Codice, parola e denaro appartengono allo stesso dominio: sono strumenti di comunicazione, di coordinamento sociale, di trasferimento di informazione. Per questo, limitarli o incanalarli dall’alto significa intervenire sul modo in cui la società pensa, agisce, si organizza.
Codice, parola, denaro: tre linguaggi
Nella comunità Bitcoin si ripete spesso che code is speech. Non è solo una provocazione: parliamo infatti di linguaggi di programmazione, che usano simboli e regole per trasmettere istruzioni e idee, esattamente come facciamo con l’italiano o l’inglese.
Il passaggio successivo viene da sé: anche il denaro è linguaggio. Il denaro è un sistema di informazione sui valori economici, uno strumento con cui comunichiamo cosa desideriamo, cosa siamo disposti a sacrificare, quanto riteniamo importante un bene o un servizio. È una forma di coordinamento sociale esattamente come i mass media: là dove i giornali plasmano la percezione della realtà, chi controlla la moneta plasma gli incentivi e quindi le azioni.
I media influenzano la percezione del mondo, decidendo quali temi mettere al centro dell’attenzione;
Banche centrali e governi, tramite il sistema monetario, influenzano il comportamento delle persone, fornendo incentivi (o disincentivi) tramite prezzi, tassi, sussidi, tasse.

_Righe_
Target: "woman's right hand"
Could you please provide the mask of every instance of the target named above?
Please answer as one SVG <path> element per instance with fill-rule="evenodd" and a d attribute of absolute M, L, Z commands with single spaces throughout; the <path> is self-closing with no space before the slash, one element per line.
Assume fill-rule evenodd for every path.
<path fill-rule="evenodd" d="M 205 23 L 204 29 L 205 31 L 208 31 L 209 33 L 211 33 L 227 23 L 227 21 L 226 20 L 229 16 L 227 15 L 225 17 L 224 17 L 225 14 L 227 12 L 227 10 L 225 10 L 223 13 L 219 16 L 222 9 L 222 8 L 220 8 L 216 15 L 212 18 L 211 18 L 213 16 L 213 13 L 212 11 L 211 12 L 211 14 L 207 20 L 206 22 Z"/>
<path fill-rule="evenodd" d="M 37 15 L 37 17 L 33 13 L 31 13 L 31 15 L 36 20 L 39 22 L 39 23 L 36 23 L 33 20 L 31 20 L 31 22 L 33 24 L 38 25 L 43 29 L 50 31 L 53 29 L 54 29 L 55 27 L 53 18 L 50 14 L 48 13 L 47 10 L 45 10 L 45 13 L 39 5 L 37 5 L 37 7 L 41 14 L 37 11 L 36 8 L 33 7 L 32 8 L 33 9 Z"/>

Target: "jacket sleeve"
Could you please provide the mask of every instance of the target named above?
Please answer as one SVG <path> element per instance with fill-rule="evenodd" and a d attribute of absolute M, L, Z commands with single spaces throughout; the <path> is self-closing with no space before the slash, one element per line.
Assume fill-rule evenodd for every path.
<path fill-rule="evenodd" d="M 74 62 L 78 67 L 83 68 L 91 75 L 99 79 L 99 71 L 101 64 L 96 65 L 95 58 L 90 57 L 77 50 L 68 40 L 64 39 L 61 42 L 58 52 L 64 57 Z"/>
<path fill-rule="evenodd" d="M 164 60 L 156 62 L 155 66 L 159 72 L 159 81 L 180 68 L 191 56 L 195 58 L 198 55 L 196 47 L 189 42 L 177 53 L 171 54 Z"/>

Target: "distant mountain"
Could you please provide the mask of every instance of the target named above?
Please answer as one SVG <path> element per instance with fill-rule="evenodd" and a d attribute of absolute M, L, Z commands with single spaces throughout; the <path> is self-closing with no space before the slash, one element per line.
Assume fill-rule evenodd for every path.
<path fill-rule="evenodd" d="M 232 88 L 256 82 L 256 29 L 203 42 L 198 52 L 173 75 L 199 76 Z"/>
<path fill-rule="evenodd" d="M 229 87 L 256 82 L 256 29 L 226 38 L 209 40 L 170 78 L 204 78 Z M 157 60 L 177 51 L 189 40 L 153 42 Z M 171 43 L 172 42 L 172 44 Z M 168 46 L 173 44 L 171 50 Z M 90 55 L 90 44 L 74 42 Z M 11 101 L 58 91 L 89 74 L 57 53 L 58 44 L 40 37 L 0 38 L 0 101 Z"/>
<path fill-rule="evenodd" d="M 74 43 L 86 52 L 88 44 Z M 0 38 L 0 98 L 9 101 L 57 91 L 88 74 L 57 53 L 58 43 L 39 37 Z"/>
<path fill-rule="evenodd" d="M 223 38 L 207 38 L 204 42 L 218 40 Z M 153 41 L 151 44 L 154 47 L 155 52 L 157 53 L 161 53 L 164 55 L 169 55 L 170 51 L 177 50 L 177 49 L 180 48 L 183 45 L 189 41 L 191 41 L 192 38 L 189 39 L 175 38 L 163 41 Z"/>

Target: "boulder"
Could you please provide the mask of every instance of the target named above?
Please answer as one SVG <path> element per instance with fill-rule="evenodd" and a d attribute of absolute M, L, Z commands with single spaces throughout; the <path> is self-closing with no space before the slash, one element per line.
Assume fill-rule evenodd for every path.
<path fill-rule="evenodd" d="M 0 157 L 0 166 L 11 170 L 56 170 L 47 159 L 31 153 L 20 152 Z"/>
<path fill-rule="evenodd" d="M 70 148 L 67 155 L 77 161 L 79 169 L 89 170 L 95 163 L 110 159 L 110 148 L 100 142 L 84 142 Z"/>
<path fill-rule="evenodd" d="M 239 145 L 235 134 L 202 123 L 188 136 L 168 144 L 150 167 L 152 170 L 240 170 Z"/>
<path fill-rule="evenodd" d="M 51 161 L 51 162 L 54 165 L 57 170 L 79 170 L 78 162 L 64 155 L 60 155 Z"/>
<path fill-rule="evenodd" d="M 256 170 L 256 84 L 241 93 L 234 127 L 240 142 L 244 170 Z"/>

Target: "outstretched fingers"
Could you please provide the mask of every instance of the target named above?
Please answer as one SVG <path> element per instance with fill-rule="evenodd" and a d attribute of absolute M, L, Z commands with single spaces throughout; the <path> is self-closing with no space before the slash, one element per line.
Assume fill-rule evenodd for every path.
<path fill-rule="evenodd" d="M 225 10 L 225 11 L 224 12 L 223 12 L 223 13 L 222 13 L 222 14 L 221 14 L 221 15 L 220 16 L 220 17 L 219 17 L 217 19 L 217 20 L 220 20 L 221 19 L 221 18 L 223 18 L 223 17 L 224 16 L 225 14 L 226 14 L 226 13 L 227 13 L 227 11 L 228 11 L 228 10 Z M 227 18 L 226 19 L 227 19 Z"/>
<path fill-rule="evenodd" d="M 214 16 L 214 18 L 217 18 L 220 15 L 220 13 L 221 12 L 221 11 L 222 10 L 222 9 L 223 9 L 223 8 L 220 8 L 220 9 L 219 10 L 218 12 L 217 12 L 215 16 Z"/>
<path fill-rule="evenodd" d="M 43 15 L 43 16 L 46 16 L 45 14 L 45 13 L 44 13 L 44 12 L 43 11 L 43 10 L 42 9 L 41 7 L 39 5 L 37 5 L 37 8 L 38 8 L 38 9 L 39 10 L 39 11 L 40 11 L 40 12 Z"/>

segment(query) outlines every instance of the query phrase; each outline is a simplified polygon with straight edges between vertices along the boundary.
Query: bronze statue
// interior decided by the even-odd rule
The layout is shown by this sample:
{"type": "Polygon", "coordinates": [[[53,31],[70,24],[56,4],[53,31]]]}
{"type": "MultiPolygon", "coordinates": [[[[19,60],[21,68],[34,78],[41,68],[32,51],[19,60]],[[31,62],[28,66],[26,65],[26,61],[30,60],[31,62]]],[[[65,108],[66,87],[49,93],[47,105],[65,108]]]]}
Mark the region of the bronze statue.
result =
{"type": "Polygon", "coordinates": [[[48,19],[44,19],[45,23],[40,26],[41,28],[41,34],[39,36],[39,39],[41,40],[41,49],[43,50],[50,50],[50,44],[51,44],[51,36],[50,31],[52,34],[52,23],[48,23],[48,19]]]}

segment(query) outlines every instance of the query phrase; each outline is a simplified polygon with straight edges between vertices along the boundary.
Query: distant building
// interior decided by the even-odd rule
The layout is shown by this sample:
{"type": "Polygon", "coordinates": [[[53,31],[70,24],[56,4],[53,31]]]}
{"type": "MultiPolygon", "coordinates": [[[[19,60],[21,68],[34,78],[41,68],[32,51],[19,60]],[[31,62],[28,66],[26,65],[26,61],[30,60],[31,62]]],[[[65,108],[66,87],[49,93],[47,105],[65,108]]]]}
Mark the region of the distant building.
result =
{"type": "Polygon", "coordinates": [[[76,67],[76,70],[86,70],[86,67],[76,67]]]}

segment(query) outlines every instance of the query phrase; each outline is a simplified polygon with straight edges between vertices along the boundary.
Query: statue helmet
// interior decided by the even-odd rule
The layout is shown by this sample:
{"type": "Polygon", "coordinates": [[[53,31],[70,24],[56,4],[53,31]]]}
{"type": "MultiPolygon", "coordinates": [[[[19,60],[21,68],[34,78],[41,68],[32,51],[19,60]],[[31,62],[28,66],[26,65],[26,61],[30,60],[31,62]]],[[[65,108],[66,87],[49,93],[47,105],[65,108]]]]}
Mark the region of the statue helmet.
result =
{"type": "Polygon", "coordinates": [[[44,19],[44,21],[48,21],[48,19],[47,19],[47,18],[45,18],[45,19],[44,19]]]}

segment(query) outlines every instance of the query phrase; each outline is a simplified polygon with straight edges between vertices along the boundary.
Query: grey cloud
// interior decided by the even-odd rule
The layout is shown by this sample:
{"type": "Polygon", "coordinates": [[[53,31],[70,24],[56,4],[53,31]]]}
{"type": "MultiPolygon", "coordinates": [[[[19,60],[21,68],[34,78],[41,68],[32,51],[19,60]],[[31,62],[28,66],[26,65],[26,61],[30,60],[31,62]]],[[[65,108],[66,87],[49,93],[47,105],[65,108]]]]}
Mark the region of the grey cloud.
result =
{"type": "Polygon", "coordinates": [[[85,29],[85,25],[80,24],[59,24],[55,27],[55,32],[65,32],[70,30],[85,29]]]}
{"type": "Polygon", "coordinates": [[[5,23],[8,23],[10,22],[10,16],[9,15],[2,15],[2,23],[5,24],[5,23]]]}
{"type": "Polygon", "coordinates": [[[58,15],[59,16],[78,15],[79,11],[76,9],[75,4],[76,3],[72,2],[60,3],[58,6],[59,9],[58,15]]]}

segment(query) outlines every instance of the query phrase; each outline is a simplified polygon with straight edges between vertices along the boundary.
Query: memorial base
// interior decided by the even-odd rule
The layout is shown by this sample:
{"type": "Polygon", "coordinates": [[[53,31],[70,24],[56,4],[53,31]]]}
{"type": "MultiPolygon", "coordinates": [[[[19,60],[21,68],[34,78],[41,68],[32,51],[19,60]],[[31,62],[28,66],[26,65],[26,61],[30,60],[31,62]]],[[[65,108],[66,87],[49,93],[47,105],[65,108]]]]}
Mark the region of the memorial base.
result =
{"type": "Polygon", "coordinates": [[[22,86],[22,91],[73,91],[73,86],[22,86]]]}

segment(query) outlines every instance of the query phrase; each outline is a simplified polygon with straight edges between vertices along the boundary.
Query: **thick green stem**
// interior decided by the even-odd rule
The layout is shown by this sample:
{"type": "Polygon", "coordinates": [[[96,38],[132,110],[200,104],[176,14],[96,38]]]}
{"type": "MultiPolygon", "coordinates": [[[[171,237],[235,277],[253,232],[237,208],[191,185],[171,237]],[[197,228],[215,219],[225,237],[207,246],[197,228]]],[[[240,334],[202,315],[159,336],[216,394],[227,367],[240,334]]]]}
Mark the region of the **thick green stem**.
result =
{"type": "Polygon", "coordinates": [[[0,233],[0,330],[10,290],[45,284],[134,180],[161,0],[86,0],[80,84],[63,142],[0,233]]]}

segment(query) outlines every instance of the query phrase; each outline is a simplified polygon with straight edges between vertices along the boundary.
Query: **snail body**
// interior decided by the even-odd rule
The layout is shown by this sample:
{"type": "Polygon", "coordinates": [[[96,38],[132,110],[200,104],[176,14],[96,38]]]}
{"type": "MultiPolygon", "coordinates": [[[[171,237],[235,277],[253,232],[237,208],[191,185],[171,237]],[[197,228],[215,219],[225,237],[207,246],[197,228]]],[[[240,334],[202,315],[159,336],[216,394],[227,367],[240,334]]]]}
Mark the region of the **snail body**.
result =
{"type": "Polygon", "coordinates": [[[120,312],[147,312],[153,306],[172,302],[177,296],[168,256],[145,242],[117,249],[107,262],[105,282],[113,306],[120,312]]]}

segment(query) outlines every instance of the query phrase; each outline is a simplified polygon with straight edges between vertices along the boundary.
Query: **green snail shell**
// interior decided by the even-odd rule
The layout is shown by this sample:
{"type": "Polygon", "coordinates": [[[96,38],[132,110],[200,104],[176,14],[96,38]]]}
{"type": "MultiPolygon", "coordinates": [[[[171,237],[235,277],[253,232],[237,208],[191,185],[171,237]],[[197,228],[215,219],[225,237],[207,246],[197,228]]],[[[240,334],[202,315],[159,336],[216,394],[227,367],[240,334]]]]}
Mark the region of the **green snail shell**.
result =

_Richieste dell'esercizio_
1. Secondo l'estratto fornito, attraverso quali strumenti banche centrali e governi offrono incentivi o disincentivi?
2. Riassuma in due frasi l'estratto fornito su codice, parola e denaro.
3. Riprenda il testo su codice, parola e denaro dal punto in cui si interrompe.

_Risposte attese_
1. Attraverso prezzi, tassi, sussidi e tasse.

2. Codice, parola e denaro sono strumenti di comunicazione, di coordinamento sociale e di trasferimento di informazione, sicché limitarli o incanalarli dall'alto significa intervenire sul modo in cui la società pensa, agisce e si organizza. Anche il denaro è un linguaggio, un sistema di informazione sui valori economici, e come i giornali plasmano la percezione della realtà, così chi controlla la moneta plasma gli incentivi e quindi le azioni.

3.
Quando entrambi sono centralizzati nelle mani di pochi attori – grandi gruppi editoriali da un lato, banche centrali e Stati dall’altro – il risultato è sempre lo stesso: una pretesa di oggettivare il valore, dire dall’alto cosa deve essere importante, cosa deve valere, per chi e quando.
Agenda Setting e Value Setting
Chiunque abbia studiato giornalismo conosce il concetto di agenda setting: i media non ti dicono cosa pensare, ma ti dicono di cosa pensare.
Funziona così:
Decidono quali notizie pubblicare in prima pagina;
Decidono quanto spazio, quanto tempo e quanta enfasi dedicare a ciascun tema;
Attraverso questa selezione implicita ti indicano cosa deve essere importante.
Il risultato è che l’agenda dei media diventa l’agenda del pubblico: se tutti i principali quotidiani aprono con la stessa notizia - cosa che accade regolarmente - allora quella diventa la questione più importante del giorno. Tutto il resto finisce a fondo pagina, o direttamente fuori campo.
Quando le testate realmente influenti si riducono a poche, e appartengono a gruppi editoriali concentrati, il meccanismo si aggrava: la varietà apparente di opinioni non corrisponde a una reale varietà di priorità. Cambiano i toni, le foto, le sfumature ideologiche, ma il messaggio implicito è identico: “Oggi devi occuparti di questo, non di altro”.
La soggettività del lettore, dei suoi interessi, del suo contesto, sparisce dietro un palinsesto unico, deciso da poche redazioni.
Lo stesso processo avviene con il denaro. Se i media esercitano un’agenda setting sull’informazione, le banche centrali e gli Stati esercitano una sorta di value setting sul valore economico: fissano parametri che determinano quanto deve valere il tempo, il risparmio, il credito.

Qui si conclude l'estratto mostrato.